Selected passage:
========
Outer Space

Remarks on Outer Space

Maj Gen Susan Helms, USAF
Director of Plans and Policy, United States Strategic Command

Good morning Mr. Chairman and distinguished delegates.  I’m Major General Susan Helms, Director of Plans and Policy at the United States Strategic Command.

I am delighted to return this year to this important forum as a representative of the United States.  The United States Strategic Command is honored to have the opportunity to participate in these discussions, as the Command is directed by our national leadership to monitor and track space objects, and to provide Space Situational Awareness information to United States government, civil agencies, and as appropriate, commercial, and international entities.

Last year, I presented the United States’ perspectives on the 2009 collision between a commercial communications satellite and a non-operational Russian satellite.  Today, I will present an update on the situation, and also provide some of the measures we have taken to improve transparency in our efforts to help preserve the space domain for use by all spacefaring nations.  Specifically, I will highlight improvements in the sharing of space situational awareness information in order to promote safe and responsible space operations.

The United States remains committed to the long-standing principles, including those in the 1967 Outer Space Treaty, which provide the fundamental guidelines for the free access to, and use of, space by all nations for peaceful purposes.  We believe that any collision in space threatens every nation’s ability to explore and use space for such purposes.  Because of these beliefs, the United States has increased its capacity to share awareness of the space environment in such a way as to support the long-term sustainability of safe space operations for all spacefaring nations.  Furthermore, we are emphasizing the important role of international cooperation to enhance safe space operations and shared security interests.

In the conduct of space operations, it is imperative that we understand the space environment, and the persistent changes occurring in that environment.  When I spoke to you last year, the United States Strategic Command’s Joint Space Operations Center was tracking over 19,000 objects daily.  Today, we are tracking over 21,000 objects, an increase of 2,000 objects in just one year.  Of those 21,000 trackable objects, only about 1,000 of them are active satellites.  In addition, there is still an indeterminate amount of small debris for which we cannot generate reliable, consistent orbital estimates.  Despite their small size, these pieces of debris can also harm satellites and degrade operations.  Over the past year, spacefaring nations have conducted 70 launches, placing over 100 satellites into orbit.  Such frequent changes in the space environment require persistent and dedicated space situational awareness capabilities and operations.

Maintaining a timely picture of the space domain becomes more difficult as space becomes increasingly congested.  We face many challenges as we strive to improve our current knowledge and predictive ability to determine what is occurring in space.

The United States may have an extensive network of space surveillance sensors, but no one nation has the necessary resources or geography to precisely track every object.  Therefore, we understand that improved space situational awareness will ultimately come from international cooperation and information sharing.  Effective information sharing requires finding middle ground on a common lexicon, and standard types of data formats.  That is a significant challenge by itself.  As we work with both government and commercial operators, we are discovering that each operator has unique procedures, timelines, and formats.
========
Rewrite the paragraph of the outer space remarks that begins "In the conduct of space operations" as a bulleted list, keeping its main facts.
========
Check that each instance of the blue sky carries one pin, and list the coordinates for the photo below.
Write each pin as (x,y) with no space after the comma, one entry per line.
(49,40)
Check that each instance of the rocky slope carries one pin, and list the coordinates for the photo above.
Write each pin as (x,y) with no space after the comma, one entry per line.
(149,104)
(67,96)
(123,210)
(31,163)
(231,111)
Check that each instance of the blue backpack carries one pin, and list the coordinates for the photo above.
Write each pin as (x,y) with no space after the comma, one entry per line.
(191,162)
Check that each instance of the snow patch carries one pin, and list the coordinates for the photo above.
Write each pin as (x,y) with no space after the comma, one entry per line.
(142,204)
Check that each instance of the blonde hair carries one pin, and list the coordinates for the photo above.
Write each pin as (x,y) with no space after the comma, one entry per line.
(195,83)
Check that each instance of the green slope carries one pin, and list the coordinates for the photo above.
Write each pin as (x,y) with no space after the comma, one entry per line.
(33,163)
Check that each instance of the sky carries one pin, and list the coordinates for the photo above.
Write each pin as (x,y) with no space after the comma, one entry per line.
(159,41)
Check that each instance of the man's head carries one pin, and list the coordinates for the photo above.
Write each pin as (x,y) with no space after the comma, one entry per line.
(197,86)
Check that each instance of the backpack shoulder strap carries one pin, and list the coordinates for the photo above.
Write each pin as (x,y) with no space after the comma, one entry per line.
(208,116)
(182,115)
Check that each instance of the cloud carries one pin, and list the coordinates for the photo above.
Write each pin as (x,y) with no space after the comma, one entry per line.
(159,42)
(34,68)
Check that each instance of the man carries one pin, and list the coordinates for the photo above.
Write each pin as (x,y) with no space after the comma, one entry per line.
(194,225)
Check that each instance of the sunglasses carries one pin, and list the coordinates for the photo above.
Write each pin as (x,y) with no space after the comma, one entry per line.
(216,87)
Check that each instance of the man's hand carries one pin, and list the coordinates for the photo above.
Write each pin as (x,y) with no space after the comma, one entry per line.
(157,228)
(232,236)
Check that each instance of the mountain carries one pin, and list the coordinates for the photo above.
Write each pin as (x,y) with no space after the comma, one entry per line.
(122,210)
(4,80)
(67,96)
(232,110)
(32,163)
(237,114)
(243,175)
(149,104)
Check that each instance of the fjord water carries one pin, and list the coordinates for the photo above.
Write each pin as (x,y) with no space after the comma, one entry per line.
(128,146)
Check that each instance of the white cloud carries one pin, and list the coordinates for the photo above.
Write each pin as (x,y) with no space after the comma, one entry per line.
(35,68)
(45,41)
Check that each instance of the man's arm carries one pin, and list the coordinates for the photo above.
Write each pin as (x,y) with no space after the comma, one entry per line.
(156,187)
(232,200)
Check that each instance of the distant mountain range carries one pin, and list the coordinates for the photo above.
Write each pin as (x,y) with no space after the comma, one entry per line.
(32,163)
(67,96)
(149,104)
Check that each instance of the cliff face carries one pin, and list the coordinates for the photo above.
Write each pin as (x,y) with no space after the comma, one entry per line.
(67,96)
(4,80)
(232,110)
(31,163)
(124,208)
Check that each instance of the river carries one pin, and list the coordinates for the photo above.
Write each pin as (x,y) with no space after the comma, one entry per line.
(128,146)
========
Finished exercise:
- Understanding the space environment and its persistent changes is imperative for space operations.
- Last year, the Joint Space Operations Center of the United States Strategic Command tracked over 19,000 objects daily.
- It now tracks over 21,000 objects, an increase of 2,000 in one year.
- Only about 1,000 of those trackable objects are active satellites.
- An indeterminate amount of small debris cannot be given reliable, consistent orbital estimates, yet it can still harm satellites and degrade operations.
- Over the past year, spacefaring nations conducted 70 launches and placed over 100 satellites into orbit.
- Such frequent changes require persistent and dedicated space situational awareness capabilities and operations.